*** Opening MATERIALS PROVIDED ***

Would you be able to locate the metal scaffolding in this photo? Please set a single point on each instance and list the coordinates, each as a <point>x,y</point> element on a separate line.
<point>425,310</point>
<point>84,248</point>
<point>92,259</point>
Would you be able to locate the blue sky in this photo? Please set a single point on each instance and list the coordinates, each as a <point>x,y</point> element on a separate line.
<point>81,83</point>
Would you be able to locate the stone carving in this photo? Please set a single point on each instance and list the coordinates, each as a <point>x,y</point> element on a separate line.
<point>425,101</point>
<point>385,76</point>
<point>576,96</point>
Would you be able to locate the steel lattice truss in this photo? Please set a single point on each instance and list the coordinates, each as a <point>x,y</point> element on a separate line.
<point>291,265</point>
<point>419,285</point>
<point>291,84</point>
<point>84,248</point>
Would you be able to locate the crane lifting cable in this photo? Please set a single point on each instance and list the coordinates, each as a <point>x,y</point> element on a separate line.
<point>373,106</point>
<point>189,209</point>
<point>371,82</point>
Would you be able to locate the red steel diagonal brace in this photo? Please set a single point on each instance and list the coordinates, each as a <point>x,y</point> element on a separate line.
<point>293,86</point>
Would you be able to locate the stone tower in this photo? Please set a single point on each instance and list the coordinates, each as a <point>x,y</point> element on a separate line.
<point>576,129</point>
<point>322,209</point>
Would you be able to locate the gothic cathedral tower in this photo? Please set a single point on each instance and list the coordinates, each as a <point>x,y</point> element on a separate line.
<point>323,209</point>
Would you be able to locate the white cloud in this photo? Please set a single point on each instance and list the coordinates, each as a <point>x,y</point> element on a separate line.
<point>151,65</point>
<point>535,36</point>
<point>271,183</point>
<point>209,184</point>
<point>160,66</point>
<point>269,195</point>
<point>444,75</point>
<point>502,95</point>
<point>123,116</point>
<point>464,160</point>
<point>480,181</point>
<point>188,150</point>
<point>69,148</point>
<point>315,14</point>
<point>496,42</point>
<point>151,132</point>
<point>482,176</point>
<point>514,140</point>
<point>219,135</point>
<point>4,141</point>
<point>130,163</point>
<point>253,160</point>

*** Closing MATERIALS PROVIDED ***
*** Opening MATERIALS PROVIDED ***

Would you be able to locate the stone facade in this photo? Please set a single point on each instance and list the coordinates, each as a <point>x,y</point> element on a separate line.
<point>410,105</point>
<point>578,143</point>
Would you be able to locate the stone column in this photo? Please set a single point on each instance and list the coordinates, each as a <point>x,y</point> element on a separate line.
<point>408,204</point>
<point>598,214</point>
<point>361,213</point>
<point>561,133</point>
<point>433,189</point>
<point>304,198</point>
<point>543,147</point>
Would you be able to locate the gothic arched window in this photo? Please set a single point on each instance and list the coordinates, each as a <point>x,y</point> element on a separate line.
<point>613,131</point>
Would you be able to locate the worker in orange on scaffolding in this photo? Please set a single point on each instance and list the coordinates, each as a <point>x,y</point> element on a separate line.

*** Closing MATERIALS PROVIDED ***
*** Opening MATERIALS PROVIDED ***

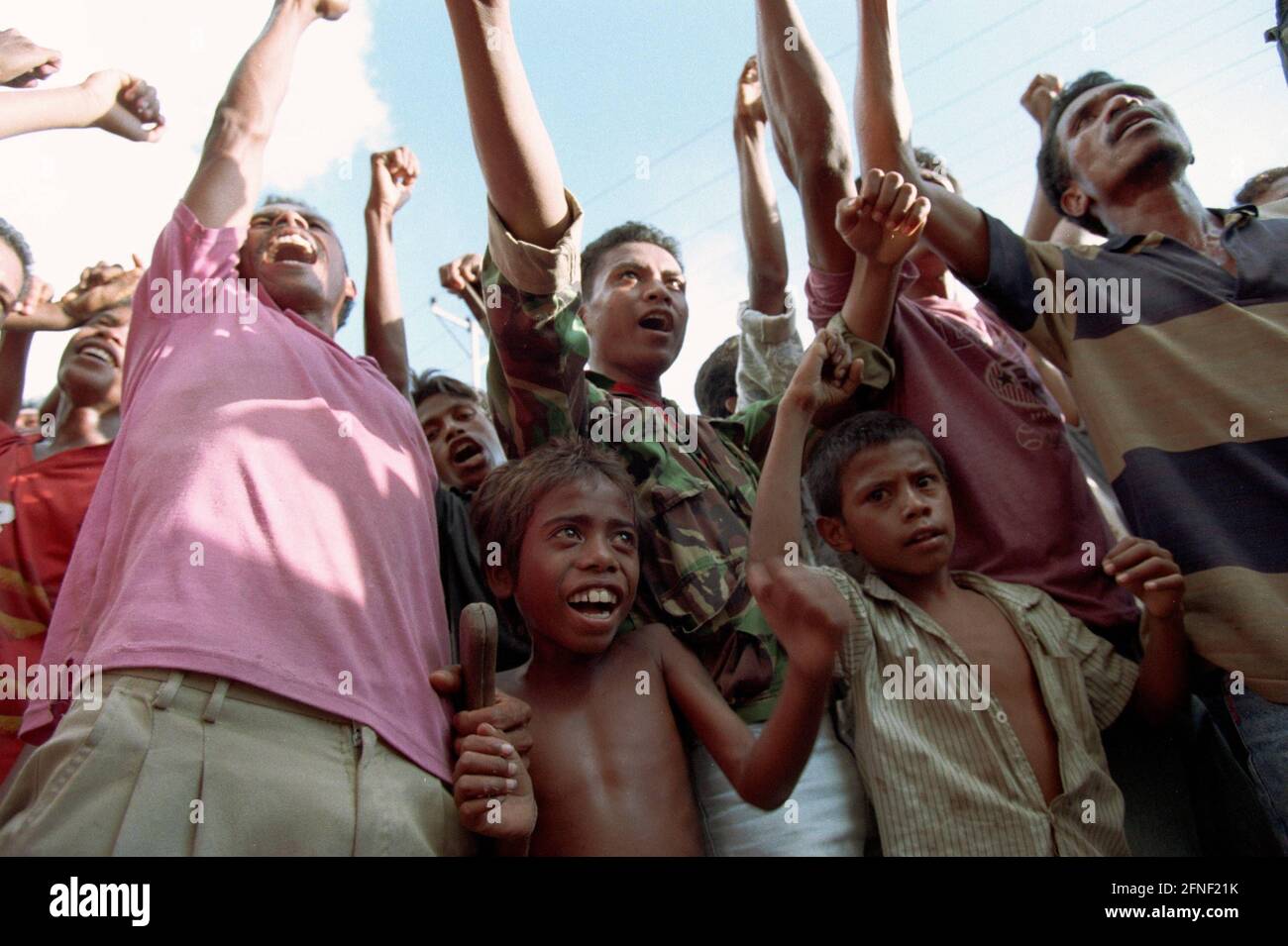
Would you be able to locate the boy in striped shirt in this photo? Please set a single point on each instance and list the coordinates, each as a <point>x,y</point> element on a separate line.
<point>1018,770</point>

*** Closing MATERIALS PROVIDED ***

Starting at the line above that holds "Would you be able to locate the gothic arched" and ending at the line that holds "Would you be able to locate the worker", transcribe each line exactly and include no other lines.

SOLVED PROBLEM =
Would you be able to locate the gothic arched window in this photo? Please set a single point on each instance and list the coordinates, each as a <point>x,y</point> element on a separate line.
<point>613,131</point>
Would you be able to locate the worker in orange on scaffolding in this photo? Please set a single point on each instance and list the coordinates, each as a <point>x,y</point> element on a separate line.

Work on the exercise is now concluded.